Your objective: Each record below must be returned exactly, with no line left out.

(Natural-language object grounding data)
---

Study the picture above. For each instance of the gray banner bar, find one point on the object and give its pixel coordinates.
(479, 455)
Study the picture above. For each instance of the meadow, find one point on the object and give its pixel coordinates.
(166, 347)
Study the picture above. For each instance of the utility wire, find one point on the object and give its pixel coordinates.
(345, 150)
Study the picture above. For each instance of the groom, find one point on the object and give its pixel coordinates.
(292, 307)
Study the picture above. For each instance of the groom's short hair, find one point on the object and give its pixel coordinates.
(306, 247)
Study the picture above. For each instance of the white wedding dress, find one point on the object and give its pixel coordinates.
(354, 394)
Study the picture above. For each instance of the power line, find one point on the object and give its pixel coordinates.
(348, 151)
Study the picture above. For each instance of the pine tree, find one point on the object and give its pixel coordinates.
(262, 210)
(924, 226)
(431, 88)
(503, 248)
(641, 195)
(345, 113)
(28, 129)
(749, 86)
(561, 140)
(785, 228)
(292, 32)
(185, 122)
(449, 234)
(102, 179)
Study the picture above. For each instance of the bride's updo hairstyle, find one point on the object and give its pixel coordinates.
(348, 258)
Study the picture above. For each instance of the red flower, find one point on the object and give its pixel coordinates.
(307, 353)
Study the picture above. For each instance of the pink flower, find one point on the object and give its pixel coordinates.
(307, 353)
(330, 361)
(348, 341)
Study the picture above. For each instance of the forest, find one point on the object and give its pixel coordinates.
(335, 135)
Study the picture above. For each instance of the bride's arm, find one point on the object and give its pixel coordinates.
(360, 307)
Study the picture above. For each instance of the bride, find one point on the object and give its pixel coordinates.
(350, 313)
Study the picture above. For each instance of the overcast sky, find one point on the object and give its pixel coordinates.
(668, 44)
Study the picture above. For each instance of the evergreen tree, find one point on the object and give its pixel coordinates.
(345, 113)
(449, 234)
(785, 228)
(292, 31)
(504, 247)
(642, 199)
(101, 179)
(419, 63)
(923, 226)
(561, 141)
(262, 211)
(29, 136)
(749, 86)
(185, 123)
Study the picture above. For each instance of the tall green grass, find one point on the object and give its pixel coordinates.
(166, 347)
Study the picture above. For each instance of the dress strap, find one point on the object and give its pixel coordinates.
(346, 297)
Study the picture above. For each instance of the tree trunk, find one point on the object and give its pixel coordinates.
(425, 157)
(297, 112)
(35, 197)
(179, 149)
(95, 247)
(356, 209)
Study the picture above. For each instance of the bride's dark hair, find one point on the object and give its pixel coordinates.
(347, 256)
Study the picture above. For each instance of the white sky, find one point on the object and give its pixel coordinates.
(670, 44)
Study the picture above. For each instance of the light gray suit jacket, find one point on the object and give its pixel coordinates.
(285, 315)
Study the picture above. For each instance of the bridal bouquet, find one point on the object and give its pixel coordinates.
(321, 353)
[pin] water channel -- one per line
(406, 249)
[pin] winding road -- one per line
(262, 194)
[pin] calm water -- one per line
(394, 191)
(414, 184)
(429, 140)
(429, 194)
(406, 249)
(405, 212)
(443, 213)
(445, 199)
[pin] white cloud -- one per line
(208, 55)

---

Answer space:
Study the picture above. For each instance of the gray banner bar, find one point on the object and give its pixel coordinates.
(479, 455)
Study the picture above. For each instance of the meadow, find one point on the object and give its pixel coordinates.
(166, 347)
Study the picture above. For each instance of the utility wire, find one point on the object and give its pixel coordinates.
(345, 150)
Study the picture above. For each instance of the groom, find one point on the object and give its pixel coordinates.
(292, 307)
Study the picture above. For each instance of the groom's short hair, find one point on the object and give its pixel coordinates.
(306, 247)
Study the picture above. For each instance of the white wedding dress, find one point on the object and give its pixel coordinates.
(354, 394)
Study the picture above. For each instance of the power line, find one point on the object and give its pixel coordinates.
(348, 151)
Study the picture above. For each instance of the pine tree, find one point on the object and give its pixel coordinates.
(262, 210)
(924, 226)
(431, 88)
(503, 248)
(641, 195)
(345, 113)
(28, 129)
(749, 86)
(561, 140)
(785, 228)
(292, 32)
(185, 122)
(449, 234)
(102, 179)
Study the picture above. For each instance of the bride's updo hairstyle, find one point on the object and give its pixel coordinates.
(348, 258)
Study the picture above. For each instance of the red flower, find one point on the object and give its pixel coordinates.
(307, 353)
Study the picture above. For each instance of the pink flower, find one point on the object and give its pixel coordinates.
(307, 353)
(330, 361)
(348, 341)
Study the picture above. For each instance of the forest, find one point on the object and give its pixel coordinates.
(335, 135)
Study the picture above. For each instance of the bride's arm, find one point on the object and give its pixel coordinates.
(360, 307)
Study the picture above. For each instance of the bride, find one point on the object and give its pixel coordinates.
(350, 313)
Study the picture above. For each instance of the overcast sky, find one point on the object and give its pixel coordinates.
(668, 44)
Study the picture above. For each instance of the evergreen tree, find one point on the object and give its pixel coordinates.
(345, 113)
(449, 234)
(785, 228)
(292, 31)
(504, 247)
(642, 199)
(101, 179)
(419, 63)
(923, 226)
(561, 141)
(262, 211)
(29, 136)
(749, 86)
(185, 123)
Study the picture above. For each instance of the tall green grass, find one point on the object and give its pixel coordinates.
(166, 347)
Study the picture above. For each instance of the dress strap, find one point on the object and give its pixel coordinates.
(346, 297)
Study the picture above. For each instance of the tree trunk, find one point on the object and give its pixel coordinates.
(425, 157)
(297, 112)
(35, 197)
(179, 149)
(95, 247)
(356, 209)
Study the picture above. For each instance of the bride's dark hair, find one point on the object and give its pixel coordinates.
(347, 256)
Study the picture above. For each instance of the white sky, find one point on the object and give its pixel coordinates.
(670, 44)
Study the picture above. For each instance of the light gray suit jacket, find one point on the object and give its pixel coordinates.
(285, 315)
Study the picture above. For each instance of the bridal bouquet, find one point on the object and give its pixel coordinates.
(321, 353)
[pin] water channel -- one per line
(406, 249)
[pin] winding road -- one per line
(262, 194)
[pin] calm water -- one per line
(394, 191)
(414, 184)
(429, 140)
(429, 194)
(406, 249)
(405, 212)
(443, 213)
(445, 199)
[pin] white cloud -- one per line
(208, 55)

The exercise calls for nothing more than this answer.